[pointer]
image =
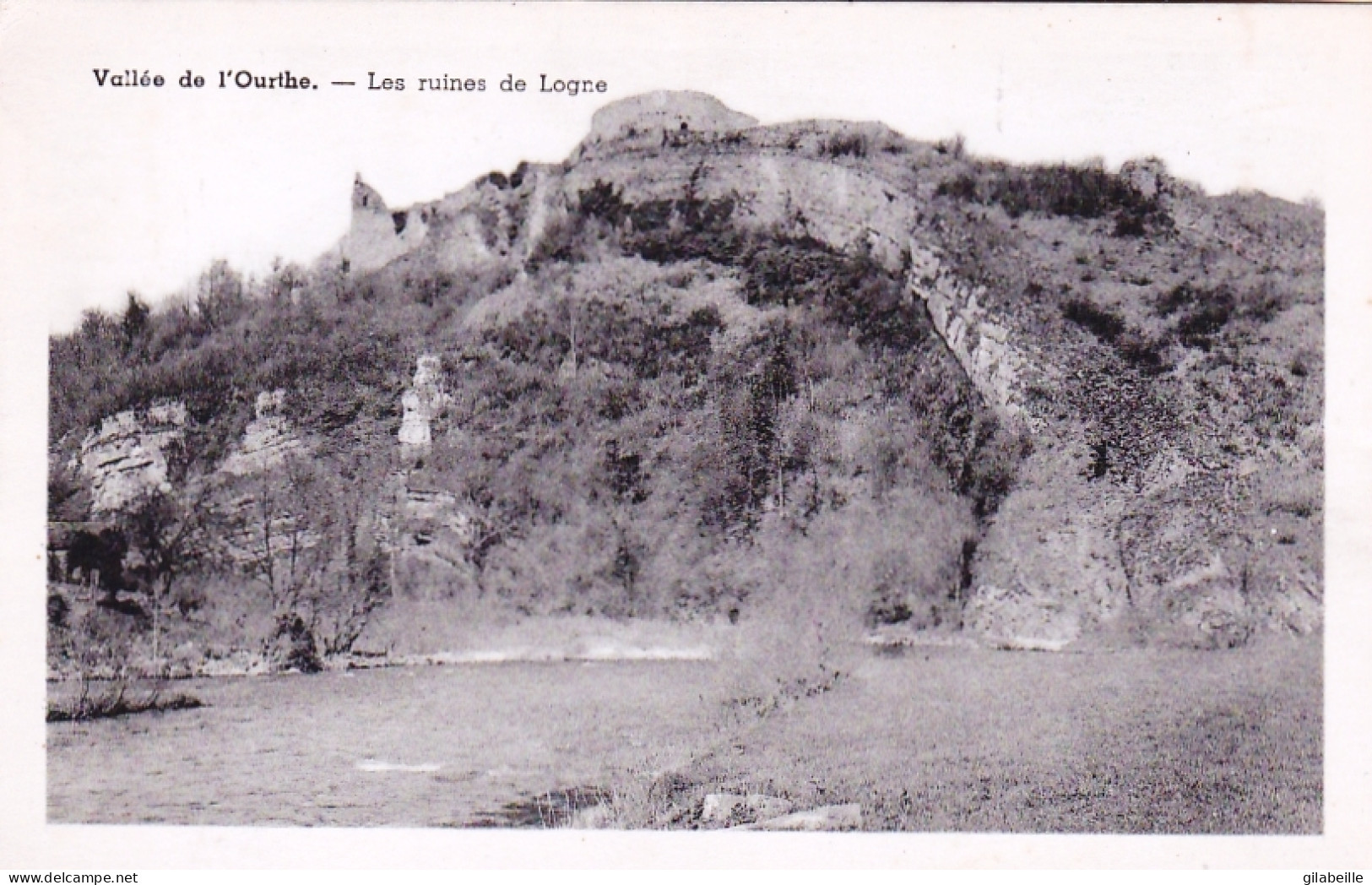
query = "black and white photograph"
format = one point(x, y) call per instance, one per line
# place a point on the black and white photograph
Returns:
point(763, 419)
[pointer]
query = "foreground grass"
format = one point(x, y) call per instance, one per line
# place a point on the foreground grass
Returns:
point(1137, 741)
point(116, 702)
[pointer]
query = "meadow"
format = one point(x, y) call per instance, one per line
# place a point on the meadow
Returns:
point(929, 738)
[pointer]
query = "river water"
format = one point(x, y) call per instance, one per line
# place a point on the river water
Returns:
point(404, 747)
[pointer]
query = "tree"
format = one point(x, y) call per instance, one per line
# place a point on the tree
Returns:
point(313, 537)
point(162, 529)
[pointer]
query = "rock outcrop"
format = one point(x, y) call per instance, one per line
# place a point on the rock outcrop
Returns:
point(1051, 562)
point(423, 402)
point(129, 456)
point(267, 441)
point(379, 235)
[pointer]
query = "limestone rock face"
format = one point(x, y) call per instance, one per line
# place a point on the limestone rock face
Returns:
point(268, 439)
point(127, 457)
point(423, 402)
point(1065, 551)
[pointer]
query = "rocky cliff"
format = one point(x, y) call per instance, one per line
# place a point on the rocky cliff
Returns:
point(1117, 373)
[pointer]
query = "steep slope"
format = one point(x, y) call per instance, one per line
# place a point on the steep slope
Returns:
point(704, 364)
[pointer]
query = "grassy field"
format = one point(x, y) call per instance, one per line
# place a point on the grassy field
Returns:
point(933, 738)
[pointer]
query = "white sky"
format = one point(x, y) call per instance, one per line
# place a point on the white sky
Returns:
point(140, 188)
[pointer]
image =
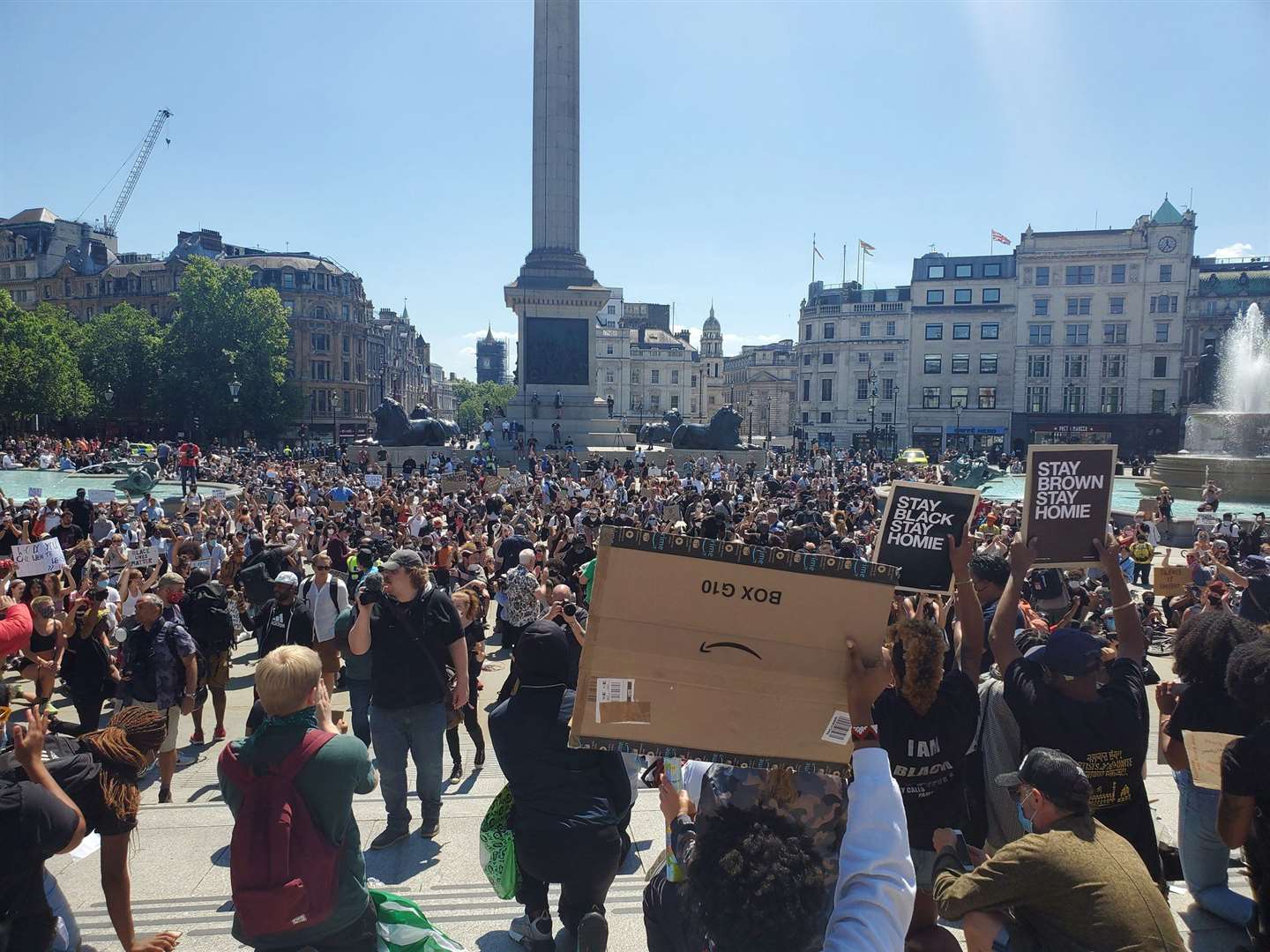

****

> [GOAL] Please show every line of the entries above that contains the word "white".

> [EXERCISE ANSWER]
query = "black and white photograph"
# place a point on the black and white photograph
query = "white sky"
# place a point on the white sky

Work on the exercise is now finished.